Document passage:

From mboxrd@z Thu Jan  1 00:00:00 1970
Return-Path: <linux-kernel-owner@vger.kernel.org>
Received: (majordomo@vger.kernel.org) by vger.kernel.org via listexpand
	id S1754048Ab2KMPd4 (ORCPT <rfc822;w@1wt.eu>);
	Tue, 13 Nov 2012 10:33:56 -0500
Received: from mail-pb0-f46.google.com ([209.85.160.46]:37116 "EHLO
	mail-pb0-f46.google.com" rhost-flags-OK-OK-OK-OK) by vger.kernel.org
	with ESMTP id S1751662Ab2KMPdy (ORCPT
	<rfc822;linux-kernel@vger.kernel.org>);
	Tue, 13 Nov 2012 10:33:54 -0500
Date: Wed, 14 Nov 2012 00:33:50 +0900
From: Takuya Yoshikawa <takuya.yoshikawa@gmail.com>
To: Marcelo Tosatti <mtosatti@redhat.com>
Cc: xiaoguangrong@linux.vnet.ibm.com, avi@redhat.com,
        linux-kernel@vger.kernel.org, kvm@vger.kernel.org,
        qemu-devel@nongnu.org, owasserm@redhat.com, quintela@redhat.com,
        pbonzini@redhat.com, chegu_vinod@hp.com, yamahata@valinux.co.jp
Subject: Re: [PATCH] KVM: MMU: lazily drop large spte
Message-Id: <20121114003350.d6e8ff85658fccbf41183f05@gmail.com>
In-Reply-To: <20121112231032.GB5798@amt.cnet>
References: <50978DFE.1000005@linux.vnet.ibm.com>
	<20121112231032.GB5798@amt.cnet>
X-Mailer: Sylpheed 3.2.0beta3 (GTK+ 2.24.6; x86_64-pc-linux-gnu)
Mime-Version: 1.0
Content-Type: text/plain; charset=US-ASCII
Content-Transfer-Encoding: 7bit
Sender: linux-kernel-owner@vger.kernel.org
List-ID: <linux-kernel.vger.kernel.org>
X-Mailing-List: linux-kernel@vger.kernel.org

Ccing live migration developers who should be interested in this work,

On Mon, 12 Nov 2012 21:10:32 -0200
Marcelo Tosatti <mtosatti@redhat.com> wrote:

> On Mon, Nov 05, 2012 at 05:59:26PM +0800, Xiao Guangrong wrote:
> > Do not drop large spte until it can be insteaded by small pages so that
> > the guest can happliy read memory through it
> > 
> > The idea is from Avi:
> > | As I mentioned before, write-protecting a large spte is a good idea,
> > | since it moves some work from protect-time to fault-time, so it reduces
> > | jitter.  This removes the need for the return value.

Data records:
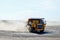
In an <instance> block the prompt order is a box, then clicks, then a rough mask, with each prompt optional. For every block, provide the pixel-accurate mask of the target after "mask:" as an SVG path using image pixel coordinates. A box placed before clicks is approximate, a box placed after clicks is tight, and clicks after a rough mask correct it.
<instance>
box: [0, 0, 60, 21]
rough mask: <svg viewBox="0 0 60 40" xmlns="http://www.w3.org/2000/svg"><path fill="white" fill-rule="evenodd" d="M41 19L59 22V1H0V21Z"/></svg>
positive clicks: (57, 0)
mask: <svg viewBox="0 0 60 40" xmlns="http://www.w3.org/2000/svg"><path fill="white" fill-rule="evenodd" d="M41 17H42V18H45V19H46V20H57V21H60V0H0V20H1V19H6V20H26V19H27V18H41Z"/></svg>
---
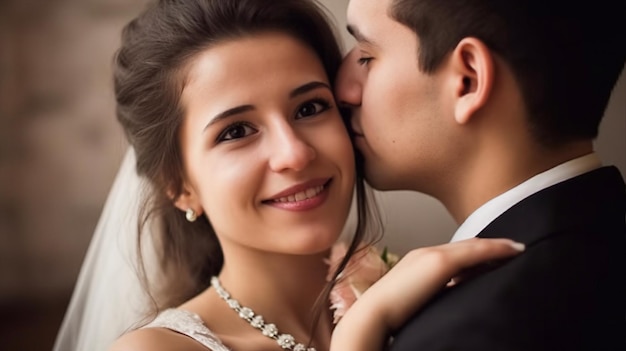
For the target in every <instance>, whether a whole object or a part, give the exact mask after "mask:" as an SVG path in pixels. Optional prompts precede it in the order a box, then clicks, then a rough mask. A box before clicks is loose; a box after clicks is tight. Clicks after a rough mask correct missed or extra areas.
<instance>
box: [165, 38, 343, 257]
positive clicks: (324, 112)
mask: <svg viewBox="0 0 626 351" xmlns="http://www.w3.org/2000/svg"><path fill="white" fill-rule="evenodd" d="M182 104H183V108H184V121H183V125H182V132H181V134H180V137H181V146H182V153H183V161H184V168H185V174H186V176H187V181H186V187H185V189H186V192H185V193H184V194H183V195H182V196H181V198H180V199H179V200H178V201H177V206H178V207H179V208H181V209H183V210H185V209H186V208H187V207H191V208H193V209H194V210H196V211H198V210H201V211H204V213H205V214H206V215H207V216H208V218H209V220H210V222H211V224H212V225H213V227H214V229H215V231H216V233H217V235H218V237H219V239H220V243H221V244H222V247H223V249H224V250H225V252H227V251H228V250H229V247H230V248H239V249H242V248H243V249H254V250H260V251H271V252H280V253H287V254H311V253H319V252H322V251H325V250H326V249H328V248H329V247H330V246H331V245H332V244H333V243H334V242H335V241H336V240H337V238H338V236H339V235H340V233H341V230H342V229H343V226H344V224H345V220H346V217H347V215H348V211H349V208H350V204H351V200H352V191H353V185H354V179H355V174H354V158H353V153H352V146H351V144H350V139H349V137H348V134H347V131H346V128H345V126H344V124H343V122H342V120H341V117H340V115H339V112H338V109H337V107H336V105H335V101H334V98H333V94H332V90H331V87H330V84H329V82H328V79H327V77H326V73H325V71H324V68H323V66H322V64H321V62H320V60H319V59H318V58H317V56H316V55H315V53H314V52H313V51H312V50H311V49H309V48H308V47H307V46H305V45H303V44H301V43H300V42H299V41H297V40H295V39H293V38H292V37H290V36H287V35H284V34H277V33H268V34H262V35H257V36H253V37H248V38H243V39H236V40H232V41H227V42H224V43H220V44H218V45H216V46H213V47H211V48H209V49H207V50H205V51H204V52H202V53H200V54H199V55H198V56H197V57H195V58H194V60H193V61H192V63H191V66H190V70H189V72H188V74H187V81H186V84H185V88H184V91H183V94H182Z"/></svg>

List of tasks:
1. Which addresses in the Cc line of the KVM patch email end in "@redhat.com"? List every one.
2. Do these statements agree with the KVM patch email? For each, answer yes or no and quote the words of the email that decide it.
(a) The message was composed with Sylpheed 3.2.0beta3.
(b) The message is encoded in the UTF-8 character set.
(c) The idea of write-protecting a large spte is credited to Marcelo Tosatti.
3. Carry on with the KVM patch email, picking up right after its last line.

Answers provided:
1.
- avi@redhat.com
- owasserm@redhat.com
- quintela@redhat.com
- pbonzini@redhat.com

2.
(a) Yes: "X-Mailer: Sylpheed 3.2.0beta3"
(b) No: "charset=US-ASCII"
(c) No: "The idea is from Avi:"

3.
> > 
> > Signed-off-by: Xiao Guangrong <xiaoguangrong@linux.vnet.ibm.com>
> > ---
> >  arch/x86/kvm/mmu.c |   34 +++++++++-------------------------
> >  1 files changed, 9 insertions(+), 25 deletions(-)
> 
> Its likely that other 4k pages are mapped read-write in the 2mb range 
> covered by a read-only 2mb map. Therefore its not entirely useful to
> map read-only. 
> 
> Can you measure an improvement with this change?

What we discussed at KVM Forum last week was about the jitter we could
measure right after starting live migration: both Isaku and Chegu reported
such jitter.

So if this patch reduces such jitter for some real workloads, by lazily
dropping largepage mappings and saving read faults until that point, that
would be very nice!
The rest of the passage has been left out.